- [Source text]:
[Begin]
Design Autoscaling System — System Design Interview Guide

Functional requirements

• Horizontal scaling: increase or decrease the number of pod/instance replicas based on observed load
• Vertical scaling: adjust per-pod CPU and memory requests/limits based on actual usage
• Support multiple scaling signals: CPU utilization, memory, request rate, queue depth, custom application metrics
• Pluggable scaling policies per workload: aggressive (web tier) vs conservative (batch jobs)
• Predictive scaling: pre-warm capacity for known traffic patterns (e.g., daily peak at 9am, weekly Black Friday)
• Cooldown periods to prevent oscillation; safe scale-down with connection draining

Non-functional requirements

• Scale-out latency: from breach of scale-up threshold to new pods serving traffic, <60 seconds p95
• Scale-in latency: less urgent; safe to take 5-10 minutes for orderly drain
• Decision frequency: scaling decisions every 15-30 seconds per workload
• Scale: ~10K workloads, ~1M pods at peak, decisions across the fleet evaluated continuously
• Cost efficiency: target 70-80% utilization average across the fleet; over-provisioning is the largest cloud-bill line item
• Availability: autoscaler failure must NEVER cause running pods to be killed; safe fallback is 'do nothing'

Capacity estimation

Scale anchors: ~10K workloads (each workload is a service deployment), ~100 pods average per workload, ~1M pods at peak across the fleet. With scaling decisions every 15 seconds per workload: ~10K decisions / 15 sec = ~700 decisions/sec. Modest by ingest standards but each decision has fan-out (querying metrics, checking quotas, calling orchestrator API).
[End]
Reproduce the passage of the autoscaling design guide starting at "Scale anchors: ~10K" and ending at "calling orchestrator API).".

- [Dataset records]:
[Begin]
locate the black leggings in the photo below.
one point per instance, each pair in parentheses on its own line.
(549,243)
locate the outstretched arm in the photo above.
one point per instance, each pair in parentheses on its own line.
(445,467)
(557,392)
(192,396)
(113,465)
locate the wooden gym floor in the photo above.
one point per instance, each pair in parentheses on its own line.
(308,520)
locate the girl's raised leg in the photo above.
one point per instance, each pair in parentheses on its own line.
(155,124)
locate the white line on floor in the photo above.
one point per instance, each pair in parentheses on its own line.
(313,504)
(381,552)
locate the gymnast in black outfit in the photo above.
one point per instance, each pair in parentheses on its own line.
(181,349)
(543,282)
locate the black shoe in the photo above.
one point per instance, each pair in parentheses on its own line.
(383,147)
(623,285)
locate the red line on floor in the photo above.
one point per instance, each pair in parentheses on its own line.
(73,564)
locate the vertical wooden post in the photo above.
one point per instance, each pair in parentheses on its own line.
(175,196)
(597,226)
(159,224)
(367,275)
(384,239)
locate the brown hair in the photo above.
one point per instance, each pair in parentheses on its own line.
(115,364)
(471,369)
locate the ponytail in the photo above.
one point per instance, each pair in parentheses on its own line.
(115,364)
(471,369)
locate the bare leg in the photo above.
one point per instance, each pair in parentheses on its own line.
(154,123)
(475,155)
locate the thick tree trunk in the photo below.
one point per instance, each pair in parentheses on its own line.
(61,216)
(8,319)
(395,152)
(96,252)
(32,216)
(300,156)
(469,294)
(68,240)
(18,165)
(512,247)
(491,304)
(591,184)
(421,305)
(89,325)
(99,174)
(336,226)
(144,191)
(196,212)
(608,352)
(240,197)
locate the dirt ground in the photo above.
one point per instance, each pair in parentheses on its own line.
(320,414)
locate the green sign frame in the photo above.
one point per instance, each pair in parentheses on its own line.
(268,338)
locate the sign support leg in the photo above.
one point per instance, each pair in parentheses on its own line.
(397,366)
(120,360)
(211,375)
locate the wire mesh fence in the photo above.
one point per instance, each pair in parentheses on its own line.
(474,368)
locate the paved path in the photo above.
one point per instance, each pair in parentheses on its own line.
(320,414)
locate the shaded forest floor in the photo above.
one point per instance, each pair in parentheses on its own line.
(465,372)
[End]
- [Solved exercise]:
Scale anchors: ~10K workloads (each workload is a service deployment), ~100 pods average per workload, ~1M pods at peak across the fleet. With scaling decisions every 15 seconds per workload: ~10K decisions / 15 sec = ~700 decisions/sec. Modest by ingest standards but each decision has fan-out (querying metrics, checking quotas, calling orchestrator API).